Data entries

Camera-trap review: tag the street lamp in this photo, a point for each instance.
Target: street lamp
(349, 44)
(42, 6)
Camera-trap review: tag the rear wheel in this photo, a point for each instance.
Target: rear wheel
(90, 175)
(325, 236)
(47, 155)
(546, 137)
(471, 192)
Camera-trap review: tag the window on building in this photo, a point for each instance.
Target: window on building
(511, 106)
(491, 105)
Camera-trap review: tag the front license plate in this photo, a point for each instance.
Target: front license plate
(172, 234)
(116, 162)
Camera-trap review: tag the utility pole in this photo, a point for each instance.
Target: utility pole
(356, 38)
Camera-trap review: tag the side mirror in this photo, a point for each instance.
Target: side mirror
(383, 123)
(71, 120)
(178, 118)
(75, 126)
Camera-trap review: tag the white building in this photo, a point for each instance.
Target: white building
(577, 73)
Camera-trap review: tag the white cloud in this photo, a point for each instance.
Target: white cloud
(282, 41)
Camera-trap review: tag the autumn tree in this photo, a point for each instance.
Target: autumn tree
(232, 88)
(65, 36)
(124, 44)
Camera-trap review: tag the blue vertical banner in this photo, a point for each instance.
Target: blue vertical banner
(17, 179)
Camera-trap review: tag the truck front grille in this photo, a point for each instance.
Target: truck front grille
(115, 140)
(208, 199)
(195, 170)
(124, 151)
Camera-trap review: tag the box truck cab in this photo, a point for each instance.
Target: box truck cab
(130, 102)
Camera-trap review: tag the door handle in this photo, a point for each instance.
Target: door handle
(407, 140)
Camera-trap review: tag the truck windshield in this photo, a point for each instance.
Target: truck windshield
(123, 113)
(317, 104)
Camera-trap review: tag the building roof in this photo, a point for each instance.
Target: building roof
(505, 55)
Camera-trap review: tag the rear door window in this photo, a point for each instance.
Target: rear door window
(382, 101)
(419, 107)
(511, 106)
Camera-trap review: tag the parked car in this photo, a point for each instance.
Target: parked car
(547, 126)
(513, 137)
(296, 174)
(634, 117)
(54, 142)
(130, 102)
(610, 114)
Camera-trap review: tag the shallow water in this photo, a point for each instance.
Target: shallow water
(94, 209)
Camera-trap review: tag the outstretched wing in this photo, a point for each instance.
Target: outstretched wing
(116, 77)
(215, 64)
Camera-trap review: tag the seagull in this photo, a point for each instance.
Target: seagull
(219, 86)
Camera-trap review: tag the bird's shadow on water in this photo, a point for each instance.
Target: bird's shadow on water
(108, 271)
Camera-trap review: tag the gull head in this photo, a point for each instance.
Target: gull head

## To do
Show the lines above with "head".

## Solution to this task
Camera-trap review: tag the gull head in this photo, a point for each instance.
Target: gull head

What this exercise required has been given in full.